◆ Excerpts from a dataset
┏━━
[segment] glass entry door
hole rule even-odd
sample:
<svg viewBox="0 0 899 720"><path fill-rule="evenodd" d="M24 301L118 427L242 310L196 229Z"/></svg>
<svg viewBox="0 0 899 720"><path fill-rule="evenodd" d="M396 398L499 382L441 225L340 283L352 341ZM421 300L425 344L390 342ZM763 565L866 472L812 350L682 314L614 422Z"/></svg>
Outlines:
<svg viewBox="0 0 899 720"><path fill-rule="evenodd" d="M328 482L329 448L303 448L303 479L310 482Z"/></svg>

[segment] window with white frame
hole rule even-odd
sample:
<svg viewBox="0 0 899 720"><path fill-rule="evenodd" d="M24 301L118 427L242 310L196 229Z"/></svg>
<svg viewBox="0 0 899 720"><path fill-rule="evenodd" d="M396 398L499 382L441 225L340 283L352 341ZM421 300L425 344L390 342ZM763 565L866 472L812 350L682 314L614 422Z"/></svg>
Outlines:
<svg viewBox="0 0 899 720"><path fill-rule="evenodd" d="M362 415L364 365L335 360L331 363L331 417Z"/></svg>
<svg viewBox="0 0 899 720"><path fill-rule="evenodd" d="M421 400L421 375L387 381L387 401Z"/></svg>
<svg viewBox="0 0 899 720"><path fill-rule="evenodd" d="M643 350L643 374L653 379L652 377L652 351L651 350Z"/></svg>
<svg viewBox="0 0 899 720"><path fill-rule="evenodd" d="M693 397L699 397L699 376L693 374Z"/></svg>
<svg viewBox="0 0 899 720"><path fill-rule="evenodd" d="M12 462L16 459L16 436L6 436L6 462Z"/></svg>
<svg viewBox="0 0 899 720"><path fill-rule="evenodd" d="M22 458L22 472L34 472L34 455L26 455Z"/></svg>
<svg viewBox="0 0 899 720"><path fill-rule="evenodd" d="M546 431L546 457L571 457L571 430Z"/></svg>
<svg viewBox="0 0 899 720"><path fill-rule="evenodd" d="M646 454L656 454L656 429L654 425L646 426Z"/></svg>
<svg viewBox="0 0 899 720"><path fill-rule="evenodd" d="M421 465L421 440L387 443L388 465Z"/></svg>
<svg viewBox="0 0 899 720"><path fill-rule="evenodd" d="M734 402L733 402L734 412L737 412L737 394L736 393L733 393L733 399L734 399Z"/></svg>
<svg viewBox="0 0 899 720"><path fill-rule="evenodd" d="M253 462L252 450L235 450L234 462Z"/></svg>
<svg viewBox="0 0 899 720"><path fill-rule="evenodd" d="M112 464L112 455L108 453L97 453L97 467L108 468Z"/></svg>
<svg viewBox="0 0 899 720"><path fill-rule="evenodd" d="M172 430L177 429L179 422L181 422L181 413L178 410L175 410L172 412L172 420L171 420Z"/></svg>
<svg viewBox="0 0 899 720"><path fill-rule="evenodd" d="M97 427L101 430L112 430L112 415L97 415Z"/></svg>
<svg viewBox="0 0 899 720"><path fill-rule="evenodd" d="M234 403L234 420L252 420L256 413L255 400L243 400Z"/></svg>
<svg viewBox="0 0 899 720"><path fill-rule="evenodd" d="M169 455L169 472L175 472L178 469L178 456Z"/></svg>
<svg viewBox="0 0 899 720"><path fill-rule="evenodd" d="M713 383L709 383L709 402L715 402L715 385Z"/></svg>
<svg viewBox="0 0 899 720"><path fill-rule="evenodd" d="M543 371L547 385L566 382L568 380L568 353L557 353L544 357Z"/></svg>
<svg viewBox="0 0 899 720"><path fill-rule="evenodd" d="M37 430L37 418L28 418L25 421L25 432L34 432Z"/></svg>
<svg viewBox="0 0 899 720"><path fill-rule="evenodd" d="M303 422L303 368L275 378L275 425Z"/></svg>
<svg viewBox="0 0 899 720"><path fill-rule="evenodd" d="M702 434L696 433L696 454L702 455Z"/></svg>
┗━━
◆ ASSIGNED TASK
Given the word "segment", show every line of the records that contains it.

◆ SOLUTION
[segment] glass entry door
[segment] window with white frame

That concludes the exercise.